Set task> Render every line of the material below as a JSON list of strings, with one string per line and blank lines left out.

Raw records:
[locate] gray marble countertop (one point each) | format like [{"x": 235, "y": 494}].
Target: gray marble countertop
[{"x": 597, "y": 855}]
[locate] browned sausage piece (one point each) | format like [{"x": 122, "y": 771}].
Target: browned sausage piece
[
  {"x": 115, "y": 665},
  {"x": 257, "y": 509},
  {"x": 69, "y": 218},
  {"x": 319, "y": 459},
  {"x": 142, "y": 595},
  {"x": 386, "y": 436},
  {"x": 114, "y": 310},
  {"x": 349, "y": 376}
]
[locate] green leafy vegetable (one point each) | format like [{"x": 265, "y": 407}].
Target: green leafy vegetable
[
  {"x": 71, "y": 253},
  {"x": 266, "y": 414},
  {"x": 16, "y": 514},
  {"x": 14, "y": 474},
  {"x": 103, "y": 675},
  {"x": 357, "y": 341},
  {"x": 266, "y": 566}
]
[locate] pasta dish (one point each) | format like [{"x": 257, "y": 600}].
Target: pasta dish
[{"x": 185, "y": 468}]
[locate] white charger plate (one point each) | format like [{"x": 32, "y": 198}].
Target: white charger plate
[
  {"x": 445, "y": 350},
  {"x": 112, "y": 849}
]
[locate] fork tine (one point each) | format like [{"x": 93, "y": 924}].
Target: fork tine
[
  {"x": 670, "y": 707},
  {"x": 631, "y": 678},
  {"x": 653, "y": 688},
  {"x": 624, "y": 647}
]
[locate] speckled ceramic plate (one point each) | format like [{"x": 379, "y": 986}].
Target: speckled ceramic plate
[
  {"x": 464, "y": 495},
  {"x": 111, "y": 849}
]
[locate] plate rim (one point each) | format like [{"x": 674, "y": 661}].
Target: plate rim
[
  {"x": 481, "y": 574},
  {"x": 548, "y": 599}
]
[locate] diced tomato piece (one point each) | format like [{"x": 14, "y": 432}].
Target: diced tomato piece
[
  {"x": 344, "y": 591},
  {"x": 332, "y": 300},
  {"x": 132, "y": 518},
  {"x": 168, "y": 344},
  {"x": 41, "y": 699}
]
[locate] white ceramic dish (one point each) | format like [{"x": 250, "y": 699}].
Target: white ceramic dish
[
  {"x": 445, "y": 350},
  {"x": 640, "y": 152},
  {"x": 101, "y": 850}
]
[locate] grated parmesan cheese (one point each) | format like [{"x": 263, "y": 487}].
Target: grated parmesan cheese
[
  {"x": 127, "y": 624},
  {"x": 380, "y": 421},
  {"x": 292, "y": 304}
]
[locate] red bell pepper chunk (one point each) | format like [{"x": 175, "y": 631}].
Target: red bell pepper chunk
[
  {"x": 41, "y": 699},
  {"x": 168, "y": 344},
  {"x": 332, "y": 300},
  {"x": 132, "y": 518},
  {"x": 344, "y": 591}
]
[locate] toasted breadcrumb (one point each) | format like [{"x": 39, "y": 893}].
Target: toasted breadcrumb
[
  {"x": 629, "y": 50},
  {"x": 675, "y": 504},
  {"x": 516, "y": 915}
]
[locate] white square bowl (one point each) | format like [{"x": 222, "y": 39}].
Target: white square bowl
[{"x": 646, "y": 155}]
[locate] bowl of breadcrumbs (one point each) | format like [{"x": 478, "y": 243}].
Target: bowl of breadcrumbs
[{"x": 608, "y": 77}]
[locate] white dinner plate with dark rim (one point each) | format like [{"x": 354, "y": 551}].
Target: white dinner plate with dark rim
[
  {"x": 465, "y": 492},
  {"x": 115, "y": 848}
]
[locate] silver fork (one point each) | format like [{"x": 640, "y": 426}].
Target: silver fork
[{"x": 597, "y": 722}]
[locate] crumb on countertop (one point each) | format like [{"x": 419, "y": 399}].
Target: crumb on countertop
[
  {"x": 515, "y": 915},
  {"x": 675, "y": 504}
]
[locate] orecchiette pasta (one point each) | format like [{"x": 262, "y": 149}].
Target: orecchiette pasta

Result for this task>
[
  "[locate] gray marble countertop (one point each) | format like [{\"x\": 235, \"y\": 494}].",
  "Target: gray marble countertop",
  "[{\"x\": 597, \"y\": 855}]",
  "[locate] browned sausage piece (one point each) | format like [{\"x\": 122, \"y\": 771}].",
  "Target: browned sausage piece",
  "[",
  "  {\"x\": 115, \"y\": 665},",
  "  {\"x\": 257, \"y\": 509},",
  "  {\"x\": 69, \"y\": 218},",
  "  {\"x\": 319, \"y\": 459},",
  "  {\"x\": 142, \"y\": 595},",
  "  {\"x\": 386, \"y\": 436},",
  "  {\"x\": 114, \"y\": 310},",
  "  {\"x\": 349, \"y\": 376}",
  "]",
  "[locate] green leafy vegetable (one point each) | format like [{\"x\": 265, \"y\": 407}].",
  "Target: green leafy vegetable",
  "[",
  "  {\"x\": 71, \"y\": 253},",
  "  {\"x\": 266, \"y\": 414},",
  "  {\"x\": 16, \"y\": 514},",
  "  {\"x\": 14, \"y\": 474},",
  "  {\"x\": 103, \"y\": 675},",
  "  {\"x\": 357, \"y\": 341},",
  "  {\"x\": 266, \"y\": 566}",
  "]",
  "[locate] pasta dish (one point each) | format like [{\"x\": 257, \"y\": 600}].",
  "Target: pasta dish",
  "[{\"x\": 185, \"y\": 468}]",
  "[locate] white charger plate (one point each) | format like [{\"x\": 32, \"y\": 198}].",
  "Target: white charger plate",
  "[",
  "  {\"x\": 445, \"y\": 350},",
  "  {\"x\": 112, \"y\": 849}",
  "]",
  "[locate] fork tine (one point each) | format like [{\"x\": 93, \"y\": 924}].",
  "Target: fork tine",
  "[",
  "  {\"x\": 670, \"y\": 707},",
  "  {\"x\": 631, \"y\": 678},",
  "  {\"x\": 653, \"y\": 688},",
  "  {\"x\": 624, \"y\": 647}",
  "]",
  "[locate] speckled ceramic plate (one point each) | format like [{\"x\": 379, \"y\": 986}].",
  "Target: speckled ceramic plate",
  "[",
  "  {\"x\": 464, \"y\": 495},",
  "  {\"x\": 111, \"y\": 849}",
  "]",
  "[locate] plate rim (one point each) | format like [{\"x\": 674, \"y\": 661}].",
  "Target: plate rim",
  "[",
  "  {\"x\": 481, \"y\": 574},",
  "  {\"x\": 548, \"y\": 599}",
  "]",
  "[locate] diced tomato piece (one point each) | format like [{\"x\": 14, \"y\": 432}].",
  "Target: diced tomato piece",
  "[",
  "  {\"x\": 344, \"y\": 591},",
  "  {\"x\": 332, \"y\": 300},",
  "  {\"x\": 132, \"y\": 518},",
  "  {\"x\": 168, \"y\": 344},",
  "  {\"x\": 41, \"y\": 699}",
  "]",
  "[locate] white ceramic dish (one point each) | format like [{\"x\": 250, \"y\": 699}].",
  "Target: white ceramic dish",
  "[",
  "  {\"x\": 445, \"y\": 350},",
  "  {\"x\": 640, \"y\": 152},",
  "  {\"x\": 101, \"y\": 850}",
  "]",
  "[locate] grated parmesan cheese (one point each) | format like [{\"x\": 263, \"y\": 487}].",
  "Target: grated parmesan cheese",
  "[",
  "  {\"x\": 127, \"y\": 624},",
  "  {\"x\": 380, \"y\": 421},",
  "  {\"x\": 292, \"y\": 304}",
  "]",
  "[locate] red bell pepper chunk (one point each) | format like [{\"x\": 175, \"y\": 631}].",
  "Target: red bell pepper chunk",
  "[",
  "  {\"x\": 41, \"y\": 699},",
  "  {\"x\": 168, \"y\": 344},",
  "  {\"x\": 332, \"y\": 300},",
  "  {\"x\": 132, \"y\": 518},",
  "  {\"x\": 344, \"y\": 591}",
  "]",
  "[locate] toasted breadcrumb (one point each) | format like [{\"x\": 39, \"y\": 893}].",
  "Target: toasted breadcrumb",
  "[",
  "  {\"x\": 629, \"y\": 50},",
  "  {\"x\": 675, \"y\": 504},",
  "  {\"x\": 516, \"y\": 915}",
  "]",
  "[locate] white square bowl (one point each) | format like [{\"x\": 222, \"y\": 39}].",
  "Target: white square bowl",
  "[{\"x\": 646, \"y\": 155}]",
  "[locate] bowl of breadcrumbs (one point each) | format like [{\"x\": 478, \"y\": 243}].",
  "Target: bowl of breadcrumbs",
  "[{\"x\": 608, \"y\": 77}]",
  "[locate] white dinner plate with dark rim (one point each) | format like [{\"x\": 354, \"y\": 551}].",
  "Target: white dinner plate with dark rim",
  "[",
  "  {\"x\": 465, \"y\": 492},",
  "  {\"x\": 115, \"y\": 848}",
  "]",
  "[locate] silver fork (one point each) | format like [{\"x\": 640, \"y\": 426}].",
  "Target: silver fork",
  "[{\"x\": 597, \"y\": 722}]",
  "[locate] crumb on countertop (one point each) | format like [{\"x\": 419, \"y\": 399}].",
  "Target: crumb on countertop",
  "[",
  "  {\"x\": 515, \"y\": 915},",
  "  {\"x\": 675, \"y\": 504}",
  "]",
  "[locate] orecchiette pasta (one point each) | format like [{\"x\": 262, \"y\": 149}].",
  "Target: orecchiette pasta"
]